### What this exercise asks
a: In the passage on scientific credentials, copy the text from "Were these claims" to "robes of science." word for word.
b: Answer these questions using the passage on scientific credentials:
(i) What kind of position do scientists and physicians occupy in society?
(ii) Where did the videos originate?
(iii) Over what does this cast a specter of doubt?
c: List every adverb ending in "-ly" that appears in the passage on scientific credentials.
** Passage shown follows **
Were these claims merely vapid, that would be bad enough. But they are also uniquely damaging to public understanding. Scientists and physicians occupy an extremely trusted position in society, and an imprimatur of scientific legitimacy is a powerful one. This is a trust utterly abused by fringe figures who present qualifications as a proxy for scientific validity. This is superficially convincing to the point that it does not matter that these videos originated in conspiratorial circles; the intrinsic aura of “science” afforded by apparent experts enables them to metastasize far beyond this odious origin. This in turn casts a specter of doubt over the advice of public health bodies, distorting public understanding by presenting rank fictions in the stolen robes of science.
** End of Passage shown **
** Data extract follows **
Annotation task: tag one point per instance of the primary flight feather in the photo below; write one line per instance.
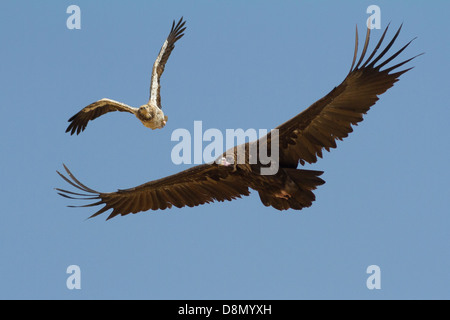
(301, 140)
(150, 114)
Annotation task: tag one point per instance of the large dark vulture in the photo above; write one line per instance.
(301, 139)
(149, 114)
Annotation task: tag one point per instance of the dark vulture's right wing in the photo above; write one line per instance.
(303, 137)
(79, 121)
(176, 33)
(192, 187)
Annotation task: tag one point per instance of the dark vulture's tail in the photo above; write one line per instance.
(299, 195)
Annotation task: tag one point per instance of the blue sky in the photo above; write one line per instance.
(248, 64)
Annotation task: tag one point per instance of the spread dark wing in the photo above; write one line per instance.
(158, 67)
(80, 120)
(195, 186)
(303, 137)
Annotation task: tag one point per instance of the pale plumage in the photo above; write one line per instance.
(150, 114)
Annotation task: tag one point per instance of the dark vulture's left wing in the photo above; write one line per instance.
(175, 34)
(195, 186)
(303, 137)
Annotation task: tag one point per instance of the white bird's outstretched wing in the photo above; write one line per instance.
(175, 34)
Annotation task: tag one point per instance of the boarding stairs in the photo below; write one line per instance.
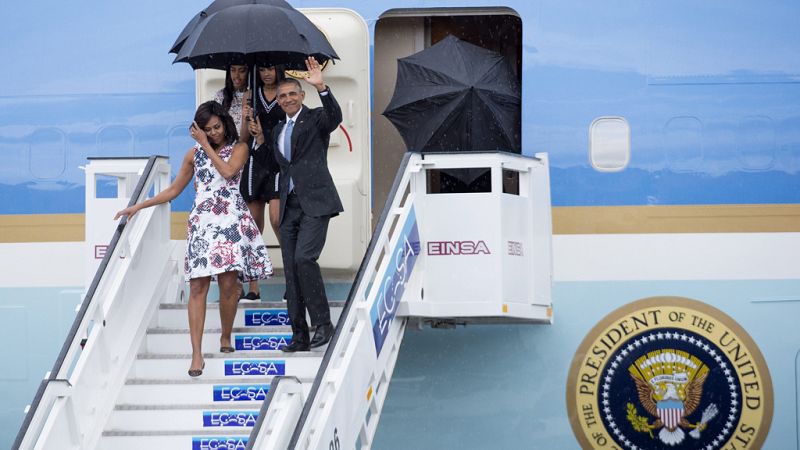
** End of Data extract **
### Solutions to the problems
a:
Were these claims merely vapid, that would be bad enough. But they are also uniquely damaging to public understanding. Scientists and physicians occupy an extremely trusted position in society, and an imprimatur of scientific legitimacy is a powerful one. This is a trust utterly abused by fringe figures who present qualifications as a proxy for scientific validity. This is superficially convincing to the point that it does not matter that these videos originated in conspiratorial circles; the intrinsic aura of “science” afforded by apparent experts enables them to metastasize far beyond this odious origin. This in turn casts a specter of doubt over the advice of public health bodies, distorting public understanding by presenting rank fictions in the stolen robes of science.

b:
(i) An extremely trusted position.
(ii) In conspiratorial circles.
(iii) The advice of public health bodies.

c: merely, uniquely, extremely, utterly, superficially